- CONSIGNE DONNÉE A
Renvoyez mot pour mot la portion du passage fourni qui va de « Louis Carrère a » jusqu'à « tient l’Académie française. » inclus.
- CONSIGNE DONNÉE B
Traduisez en anglais la phrase suivante du passage fourni : « Les travaux généalogiques de Louis, son père, l’inspirent. »

- PASSAGE FOURNI

========================

Néanmoins, c’est en déménageant l’immense appartement de fonction de sa mère, quai Conti, à Paris ainsi que le bureau de son père, qui y a passé l’essentiel de sa vie d’exilé intra-muros, que l’exploration se fait plus précise, plus forte, plus juste. Les travaux généalogiques de Louis, son père, l’inspirent. Lecteur fidèle de ses romans depuis « L’adversaire » en passant par « Yoga » et « Un roman russe », je soupçonnais que son patronyme était d’origine gasconne. « Toute sa vie, il a correspondu avec des curés de l’Ariège, des héraldistes bavarois ou un lointain cousin péruvien qui vivait à Lima, du commerce de champignons hallucinogènes — et ils étaient aussi ravis l’un que l’autre d’échanger des informations sur leur aventureuse grand-mère et grand-tante, Gabrielle Carrère, qui en 1912, âgée de trente-deux ans, a quitté Pau pour, seule, traverser l’Atlantique à bord du paquebot Gascogne. »

Un « paradis gascon »

Louis Carrère a d’ailleurs son « paradis gascon » à Cazères-sur-Garonne, en Comminges. Lieu consacré de sa mémoire enfantine, il sera celui d’Hélène, et de leurs trois enfants : « La maison que j’ai connue dans mon enfance, était si biscornue… » puis viendra plus tard Biarritz. Emmanuel Carrère dresse de sa mère le portrait acidulé d’une femme forte, ô combien capable d’affronter toutes les tempêtes, femme avide de pouvoir, mais aussi mère clanique et fusionnelle qui écarte insensiblement son mari de sa longue carrière. « Kolkhoze » est le nom de cette fusion mère enfants. Il ne peut que gêner sa gloire. Lui, généalogiste obsessionnel de tous les ascendants de son épouse, est émigré dans un recoin de l’immense appartement du quai Conti où se tient l’Académie française.

========================

- INFORMATIONS FOURNIES
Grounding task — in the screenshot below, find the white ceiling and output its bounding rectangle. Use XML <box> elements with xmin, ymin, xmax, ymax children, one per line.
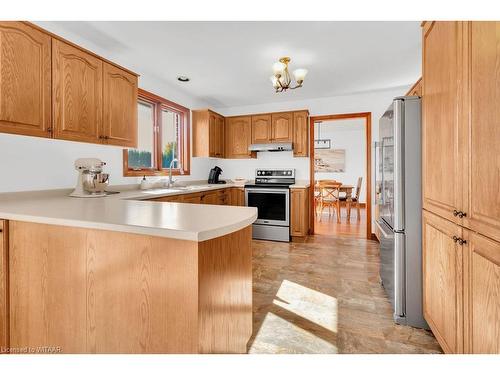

========================

- SOLUTION RÉDIGÉE A
Louis Carrère a d’ailleurs son « paradis gascon » à Cazères-sur-Garonne, en Comminges. Lieu consacré de sa mémoire enfantine, il sera celui d’Hélène, et de leurs trois enfants : « La maison que j’ai connue dans mon enfance, était si biscornue… » puis viendra plus tard Biarritz. Emmanuel Carrère dresse de sa mère le portrait acidulé d’une femme forte, ô combien capable d’affronter toutes les tempêtes, femme avide de pouvoir, mais aussi mère clanique et fusionnelle qui écarte insensiblement son mari de sa longue carrière. « Kolkhoze » est le nom de cette fusion mère enfants. Il ne peut que gêner sa gloire. Lui, généalogiste obsessionnel de tous les ascendants de son épouse, est émigré dans un recoin de l’immense appartement du quai Conti où se tient l’Académie française.

- SOLUTION RÉDIGÉE B
The genealogical work of Louis, his father, inspires him.